- **Try it**: For this task, copy all of the data below exactly and skip the pictures.

- **Stored data**:

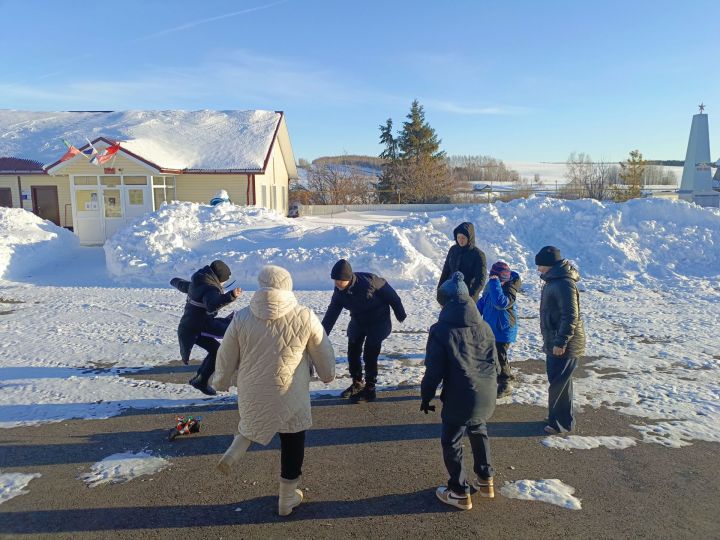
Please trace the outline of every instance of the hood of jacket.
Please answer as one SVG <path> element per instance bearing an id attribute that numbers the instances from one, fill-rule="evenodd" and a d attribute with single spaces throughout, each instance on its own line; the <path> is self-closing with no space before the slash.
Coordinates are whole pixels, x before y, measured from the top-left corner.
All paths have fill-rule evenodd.
<path id="1" fill-rule="evenodd" d="M 297 303 L 292 291 L 260 287 L 250 299 L 250 311 L 258 319 L 274 321 L 290 313 Z"/>
<path id="2" fill-rule="evenodd" d="M 465 328 L 480 324 L 482 317 L 475 302 L 467 297 L 467 299 L 456 298 L 445 304 L 438 320 L 453 328 Z"/>
<path id="3" fill-rule="evenodd" d="M 554 279 L 572 279 L 575 282 L 580 281 L 580 273 L 570 264 L 570 261 L 563 259 L 550 270 L 540 276 L 544 281 L 552 281 Z"/>
<path id="4" fill-rule="evenodd" d="M 470 223 L 469 221 L 466 221 L 465 223 L 461 223 L 455 229 L 453 230 L 453 239 L 455 242 L 457 242 L 457 235 L 463 234 L 467 236 L 468 243 L 465 248 L 471 248 L 475 247 L 475 226 Z"/>
<path id="5" fill-rule="evenodd" d="M 260 288 L 250 299 L 250 311 L 258 319 L 273 321 L 287 315 L 297 306 L 290 272 L 284 268 L 264 266 L 258 275 L 258 283 Z"/>
<path id="6" fill-rule="evenodd" d="M 195 272 L 190 279 L 196 285 L 212 285 L 213 287 L 217 287 L 223 292 L 225 291 L 222 282 L 220 281 L 220 279 L 218 279 L 217 275 L 215 275 L 213 269 L 210 268 L 210 265 L 203 266 L 200 270 Z"/>

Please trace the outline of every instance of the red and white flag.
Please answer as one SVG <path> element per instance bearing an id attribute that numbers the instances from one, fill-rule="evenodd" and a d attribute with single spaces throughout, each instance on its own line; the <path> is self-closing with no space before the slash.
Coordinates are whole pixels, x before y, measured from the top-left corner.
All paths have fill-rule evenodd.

- **Completed exercise**:
Please trace the outline of every instance of the hood of jacket.
Please answer as one SVG <path> element per instance bearing an id attribute that numbers the instances from one, fill-rule="evenodd" and a d attribute with single spaces throughout, each instance on its own line; the <path> is self-closing with no space before the slash.
Coordinates are whole pixels, x before y, measured from the top-left corner.
All paths have fill-rule evenodd.
<path id="1" fill-rule="evenodd" d="M 297 303 L 292 291 L 260 287 L 250 299 L 250 311 L 258 319 L 274 321 L 290 313 Z"/>
<path id="2" fill-rule="evenodd" d="M 465 328 L 480 324 L 482 317 L 475 302 L 467 297 L 467 299 L 456 298 L 445 304 L 438 320 L 453 328 Z"/>
<path id="3" fill-rule="evenodd" d="M 554 279 L 572 279 L 575 282 L 580 281 L 580 273 L 570 264 L 570 261 L 563 259 L 550 270 L 540 276 L 544 281 L 552 281 Z"/>
<path id="4" fill-rule="evenodd" d="M 470 223 L 469 221 L 466 221 L 465 223 L 461 223 L 455 229 L 453 230 L 453 239 L 455 242 L 457 242 L 457 235 L 463 234 L 467 236 L 468 243 L 465 248 L 471 248 L 475 247 L 475 226 Z"/>
<path id="5" fill-rule="evenodd" d="M 260 288 L 250 299 L 250 311 L 258 319 L 273 321 L 287 315 L 297 306 L 290 272 L 284 268 L 264 266 L 258 275 L 258 283 Z"/>
<path id="6" fill-rule="evenodd" d="M 195 272 L 190 279 L 196 285 L 212 285 L 213 287 L 217 287 L 223 292 L 225 291 L 222 282 L 220 281 L 220 279 L 218 279 L 217 275 L 215 275 L 213 269 L 210 268 L 210 265 L 203 266 L 200 270 Z"/>

Please trace the outline of every instance of the red and white flag.
Please answer as one SVG <path> element per instance bearing an id attribute that numbers the instances from one, fill-rule="evenodd" and a d attribute with single spaces throughout, each instance on its own line; the <path> is self-closing with no space before the slash.
Coordinates are whole pixels, x before y, measured from the top-left corner.
All paths have fill-rule evenodd.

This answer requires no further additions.